Putting solar on a rooftop increases R factor in hot places like Kansas too (where I am one of 750 grid tied installs out of 450,000 customers, sadly). It makes sense in so many ways and there are no transmission losses when we power MOST of our own home’s needs in summer from 50 ft away (when the sun is shining of course). We also chose an East/West array for our PV system to better “fit” the needs of the grid WHEN we are producing electricity (with 1/2 our production coming from the west array to off-set “peak demand” times for AC use- the #1 use of electricity in summer here).

But Wall Street HATES solar when it cut’s into coal and nuke plant profits and so most power companies the last decade have fought to screw us on the credits. Kansas finally got a decent governor who stopped our dumb*** electric company from charging “demand” charges (and other penalty actions they tried to use) against we FEW solar users. But damage is done sadly, and little solar is happening around these parts.

§ **Extracted data**:
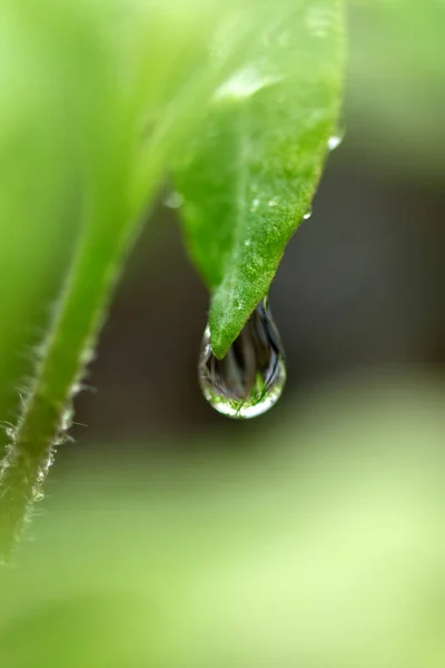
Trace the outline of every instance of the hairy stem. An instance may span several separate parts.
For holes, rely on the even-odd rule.
[[[116,205],[116,199],[113,200]],[[20,538],[56,446],[71,424],[71,403],[105,320],[119,269],[139,228],[128,212],[100,210],[86,222],[36,379],[0,469],[0,560]],[[112,233],[110,234],[110,227]]]

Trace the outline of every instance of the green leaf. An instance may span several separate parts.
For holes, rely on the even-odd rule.
[[[218,357],[267,294],[310,206],[340,106],[342,2],[277,0],[258,11],[249,59],[217,90],[175,170]]]
[[[144,210],[172,150],[244,61],[257,24],[254,6],[247,0],[240,11],[236,0],[0,3],[6,100],[0,212],[12,230],[23,230],[0,232],[9,242],[7,255],[17,239],[31,244],[29,253],[4,263],[22,274],[20,289],[4,299],[2,311],[3,322],[13,316],[16,332],[27,322],[33,295],[42,294],[30,285],[46,277],[32,272],[51,252],[51,235],[62,223],[75,230],[63,258],[63,289],[0,462],[0,560],[20,537],[42,494],[55,449],[70,428],[73,396]],[[34,253],[40,235],[44,240]],[[3,274],[1,263],[0,283],[14,289],[13,275]],[[23,313],[16,314],[19,299]],[[9,373],[3,360],[17,354],[16,336],[0,336],[0,343],[3,338],[9,351],[0,354],[0,372]]]

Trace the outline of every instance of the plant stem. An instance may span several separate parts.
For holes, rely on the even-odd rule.
[[[140,225],[128,212],[96,210],[81,234],[72,268],[0,468],[0,560],[21,536],[53,451],[71,425],[71,403],[105,320],[120,267]],[[107,205],[106,205],[107,206]],[[123,207],[122,207],[123,208]],[[111,233],[110,233],[111,228]]]

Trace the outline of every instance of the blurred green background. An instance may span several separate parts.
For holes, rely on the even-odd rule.
[[[82,154],[57,45],[0,16],[7,426],[72,256]],[[271,289],[288,384],[257,421],[200,396],[208,297],[166,180],[1,576],[1,666],[443,667],[444,17],[348,6],[346,136]]]

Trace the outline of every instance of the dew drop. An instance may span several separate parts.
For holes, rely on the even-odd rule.
[[[327,140],[328,149],[335,150],[336,148],[338,148],[344,139],[344,136],[345,132],[343,131],[337,131],[335,135],[332,135],[332,137],[329,137],[329,139]]]
[[[266,299],[258,304],[222,360],[212,354],[206,327],[198,376],[209,404],[229,418],[256,418],[275,405],[286,382],[286,365]]]
[[[310,216],[313,215],[313,209],[309,207],[306,212],[306,214],[303,216],[304,220],[308,220],[310,218]]]
[[[184,196],[180,193],[169,193],[164,199],[164,204],[168,208],[180,208],[184,204]]]

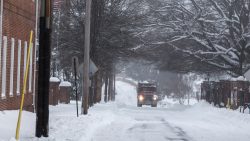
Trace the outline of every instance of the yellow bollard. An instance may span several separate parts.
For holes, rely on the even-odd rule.
[[[30,50],[32,48],[32,37],[33,37],[33,31],[30,31],[30,42],[29,42],[29,49],[28,49],[28,57],[27,57],[27,65],[25,68],[25,74],[24,74],[24,81],[23,81],[23,89],[22,89],[22,99],[20,104],[20,110],[18,114],[18,120],[17,120],[17,127],[16,127],[16,140],[19,140],[20,135],[20,125],[21,125],[21,118],[22,118],[22,111],[23,111],[23,103],[24,103],[24,93],[26,90],[26,82],[27,82],[27,76],[28,76],[28,70],[29,70],[29,61],[30,61]]]

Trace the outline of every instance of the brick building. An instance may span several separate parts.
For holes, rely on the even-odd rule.
[[[36,27],[35,0],[0,1],[0,110],[19,108],[25,67],[29,63],[24,109],[33,111],[35,46],[30,62],[26,57],[30,31]],[[33,44],[34,41],[33,36]]]

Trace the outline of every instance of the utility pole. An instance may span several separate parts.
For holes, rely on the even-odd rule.
[[[52,0],[41,0],[36,137],[49,135],[49,77]]]
[[[83,97],[82,114],[88,114],[89,100],[89,50],[90,50],[90,22],[91,22],[91,2],[86,0],[85,14],[85,40],[84,40],[84,64],[83,64]]]

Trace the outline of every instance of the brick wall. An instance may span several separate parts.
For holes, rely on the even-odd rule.
[[[21,40],[21,64],[20,64],[20,93],[23,87],[24,77],[24,42],[29,42],[30,31],[35,30],[35,3],[33,0],[4,0],[3,2],[3,36],[8,39],[7,59],[6,59],[6,97],[2,95],[2,86],[0,85],[0,110],[18,109],[20,105],[20,95],[17,94],[17,70],[18,70],[18,40]],[[14,68],[13,68],[13,96],[10,96],[11,79],[11,38],[14,38]],[[34,43],[33,36],[33,43]],[[33,81],[34,81],[34,51],[32,53],[32,87],[29,91],[29,77],[27,79],[26,97],[24,108],[33,110]],[[1,46],[1,57],[3,57],[3,46]],[[2,60],[2,59],[1,59]],[[1,69],[3,63],[1,62]],[[2,83],[2,70],[0,70],[0,82]]]

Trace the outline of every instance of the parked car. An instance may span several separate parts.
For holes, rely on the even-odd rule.
[[[137,87],[137,107],[142,105],[151,105],[157,107],[158,95],[156,93],[156,84],[138,83]]]

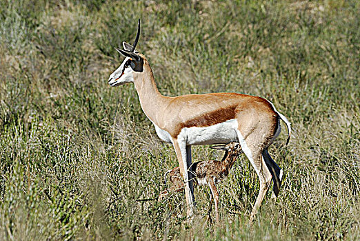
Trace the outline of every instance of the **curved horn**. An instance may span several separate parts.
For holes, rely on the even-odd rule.
[[[130,52],[134,52],[134,50],[135,50],[135,48],[137,48],[137,41],[139,41],[139,37],[140,37],[140,19],[139,19],[139,21],[137,22],[137,37],[135,38],[135,41],[132,44],[132,48],[131,48]]]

§ **Tasks to carry out**:
1. Summarize the comment on rooftop solar in Kansas in two sentences.
2. According to the comment on rooftop solar in Kansas, what is the number one use of electricity there in summer?
3. Extend the comment on rooftop solar in Kansas, picking up after its final sentence.
The data above is separate material from the comment on rooftop solar in Kansas.

§ **In response**:
1. The writer, one of 750 grid-tied solar installs among 450,000 customers in Kansas, says rooftop solar raises R factor, avoids transmission losses, and can use an East/West array so half its output offsets summer peak demand from air conditioning. The writer adds that power companies have fought solar credits for the last decade, and although a new governor stopped the utility's demand charges against solar users, little solar is being installed in the area.

2. Air conditioning (AC).

3.
So for the most part, the big energy companies DID effectively shut down solar here in the Midwest. They’ll take their energy credits (and they do get MANY millions a year) to build thousands of windmills and charge customers a premium for “wind energy”. Meanwhile, my PV system has been in service four years this August and it’s paid about 1/2 of its cost to date (after tax credits were figured in). With a 10 year warranty on my inverters and 25 years on the panels, we hope to break even in the next 3-4 years then it’s all gravy money wise (*until we upgrade gear— but the panels have a great lifespan and inverter cost isn’t much compared to the initial install cost so I think we’re good for the long-term).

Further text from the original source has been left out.